INPUT:
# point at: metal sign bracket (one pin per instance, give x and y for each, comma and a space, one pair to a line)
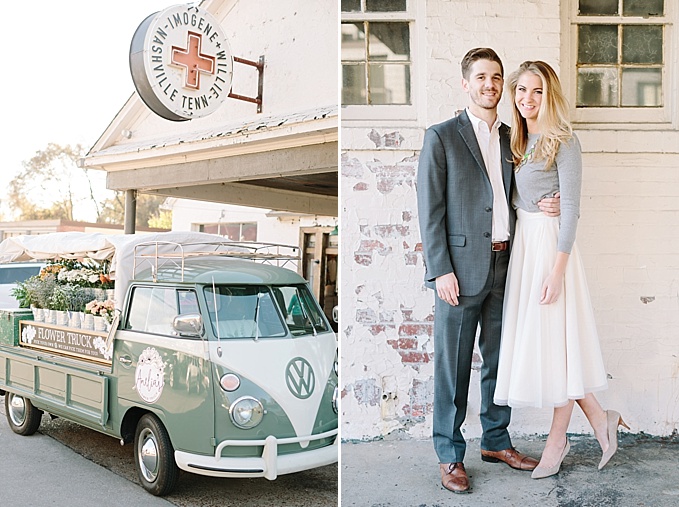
259, 65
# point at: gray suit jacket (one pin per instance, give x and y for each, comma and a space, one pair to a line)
455, 201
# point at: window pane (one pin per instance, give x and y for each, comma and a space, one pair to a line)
351, 5
643, 7
389, 83
249, 232
598, 44
353, 85
642, 44
642, 87
597, 87
353, 41
385, 5
389, 41
598, 7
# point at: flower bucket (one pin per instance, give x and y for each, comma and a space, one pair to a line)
50, 316
61, 318
87, 321
75, 319
99, 323
38, 314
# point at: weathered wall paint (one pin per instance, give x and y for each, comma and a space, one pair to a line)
627, 235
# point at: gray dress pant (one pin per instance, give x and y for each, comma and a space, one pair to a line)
454, 335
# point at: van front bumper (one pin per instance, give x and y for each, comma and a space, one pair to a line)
270, 465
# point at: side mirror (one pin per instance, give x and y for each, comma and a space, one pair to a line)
190, 324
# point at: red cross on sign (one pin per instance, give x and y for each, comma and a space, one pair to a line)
193, 60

TASK DETAILS:
Quote every line of the records above exactly; no picture is to be copied.

EXERCISE RESPONSE:
# point at: metal sign bracket (one pin per instance, give x and y for each, comma and a space, one pair to a line)
259, 65
# point at: gray suit jacket (one pin per instance, give x and y for each, comma and a space, one pair to a line)
455, 201
# point at: window pane (one pin per instance, give x and y for each, comma and a space, one pair to a line)
351, 5
643, 7
389, 83
249, 232
598, 44
353, 85
642, 44
642, 87
597, 87
353, 41
385, 5
389, 41
598, 7
# point at: flower bucket (one pin per instance, give x and y for each, comma and a space, one pair to a line)
50, 316
61, 318
87, 321
75, 319
99, 323
38, 314
# point at: weathered wall paint (one pin per instance, give x and y for each, comma and a space, one pair to a line)
627, 235
# point at: gray dress pant (one pin per instance, give x and y for each, comma and a space, one pair to a line)
454, 335
# point at: van front bumper (one pin per instance, give x and y for each, comma and a space, one pair to a line)
270, 465
# point at: side mirror (one pin per instance, give x and y for each, comma and a space, one pair to a line)
190, 324
# point at: red cross on sign (one pin per instance, give x and y for each, comma and a space, one pair to a line)
193, 60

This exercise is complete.